*Passage provided:*
=====
Opinion
Case No. 2:19-cv-00013-RSP
03-28-2021
CHARLES EDWARD COLLINS, Plaintiff, v. CHARLES "CHASE" DOTSON, Individually, RYAN ROOP, Individually, CALEB ODEN, Individually, Defendants.
MEMORANDUM ORDER
Currently before the Court is the Motion to Stay filed by Defendant Dotson on February 26, 2021 (Dkt. No. 216). As the Court has informed the parties at the pretrial conference, the motion is denied. The events at issue in this case occurred on November 22, 2018, and the action was commenced on January 14, 2019, more than two years ago. Defendant Dotson has repeatedly requested that this case be stayed, and the Court has denied the stay but continued the trial multiple times for more than a year to allow Mr. Dotson to address his criminal charges. Mr. Dotson's counsel is still unable to give any indication of the length of the stay he is requesting, other than to say as long as it takes, even through any appeals. At the same time, Mr. Dotson has not shown that he has taken a single step toward even requesting a trial date in the criminal case.
It has been the experience of the undersigned that when criminal charges are brought against a law enforcement officer for conduct occurring in the line of duty there is sometimes a lack of the normal zeal from the prosecutor. This is understandable, but it allows the defendant officer to use that unmoving prosecution as a shield against civil claims arising out of the same facts.
This Court, like most courts, attempts to allow the criminal charges to be disposed of before proceeding with the civil case. The Court limited the discovery and addressed the qualified immunity defense before proceeding with the litigation. The Court found that the rights allegedly violated were very clearly established and the violation of those rights was well supported. (Dkt. No. 76, November 25, 2019). These cases at some point require the Court to balance the interests of the civil litigant against the interests of the criminal defendant. The Court has considered the briefing and all of the factors that Mr. Dotson cites from Judge Fitzwater's opinion in Walker v. Wilburn, 2015 WL 5873392 (N.D. Tex., 10/05/2015). The Court finds the following and preceding facts most important in the analysis.
=====
Collected data entries
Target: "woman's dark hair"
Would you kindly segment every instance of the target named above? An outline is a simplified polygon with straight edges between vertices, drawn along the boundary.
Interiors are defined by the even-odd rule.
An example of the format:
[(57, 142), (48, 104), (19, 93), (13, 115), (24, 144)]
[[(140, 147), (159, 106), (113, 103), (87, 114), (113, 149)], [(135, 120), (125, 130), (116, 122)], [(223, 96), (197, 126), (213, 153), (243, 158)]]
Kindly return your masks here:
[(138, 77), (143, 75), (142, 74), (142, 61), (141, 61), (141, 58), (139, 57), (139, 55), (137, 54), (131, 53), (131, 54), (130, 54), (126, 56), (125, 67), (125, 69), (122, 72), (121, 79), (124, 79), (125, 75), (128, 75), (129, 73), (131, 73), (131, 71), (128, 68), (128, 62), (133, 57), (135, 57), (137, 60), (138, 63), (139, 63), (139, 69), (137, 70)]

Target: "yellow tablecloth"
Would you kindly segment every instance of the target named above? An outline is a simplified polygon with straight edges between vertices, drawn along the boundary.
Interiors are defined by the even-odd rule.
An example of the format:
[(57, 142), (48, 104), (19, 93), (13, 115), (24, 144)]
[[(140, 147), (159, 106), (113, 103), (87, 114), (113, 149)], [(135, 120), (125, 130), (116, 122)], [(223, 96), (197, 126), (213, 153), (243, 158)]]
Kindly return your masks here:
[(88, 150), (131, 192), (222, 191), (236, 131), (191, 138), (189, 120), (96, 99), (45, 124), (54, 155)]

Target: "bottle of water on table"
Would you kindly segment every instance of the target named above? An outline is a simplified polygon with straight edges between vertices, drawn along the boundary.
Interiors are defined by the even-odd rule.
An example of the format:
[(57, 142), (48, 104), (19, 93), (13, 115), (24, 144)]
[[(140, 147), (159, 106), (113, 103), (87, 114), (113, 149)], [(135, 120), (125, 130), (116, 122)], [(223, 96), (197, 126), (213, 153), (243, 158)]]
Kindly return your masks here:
=====
*Problem 1:* Print out the memorandum order on the motion to stay, everything from "This Court, like" down to "in the analysis.".
*Problem 2:* According to the memorandum order on the motion to stay, on what date did the events at issue in the case occur?
*Problem 3:* Finish out the next part of the memorandum order on the motion to stay, picking up after its final sentence.
The collected data entries are separate material, unrelated to the memorandum order.

*Output 1:*
This Court, like most courts, attempts to allow the criminal charges to be disposed of before proceeding with the civil case. The Court limited the discovery and addressed the qualified immunity defense before proceeding with the litigation. The Court found that the rights allegedly violated were very clearly established and the violation of those rights was well supported. (Dkt. No. 76, November 25, 2019). These cases at some point require the Court to balance the interests of the civil litigant against the interests of the criminal defendant. The Court has considered the briefing and all of the factors that Mr. Dotson cites from Judge Fitzwater's opinion in Walker v. Wilburn, 2015 WL 5873392 (N.D. Tex., 10/05/2015). The Court finds the following and preceding facts most important in the analysis.

*Output 2:* November 22, 2018.

*Output 3:*
Mr. Dotson chose to participate in discovery before ever seeking a stay, and even gave a deposition. All of the relevant events in this matter are shown on multiple videos from the body cameras and patrol car cameras of the many participants. There is no event, from Mr. Dotson's first contact with the plaintiff until he was taken to the hospital that is not covered by the videos. Mr. Dotson's counsel has been unable to articulate any possible defense not shown by the cameras. All he can say is that it doesn't show Mr. Dotson's thought process, but that is not at issue in this excessive force civil claim. In any event, he has already addressed that in his deposition.
This is also the most unjustifiable case of excessive force that the undersigned has seen in forty years of involvement in these cases. Mr. Dotson did not even appeal the denial of qualified immunity in late 2019. The Plaintiff in this matter is elderly and has already waited two and a half years for a trial. Furthermore, Mr. Dotson has announced his decision not to testify, so the civil trial presents no risk to his criminal defense. The other civil defendants do not face criminal charges, and one of them has required the Court to coordinate the trial to minimize interference with his deployment to Afghanistan.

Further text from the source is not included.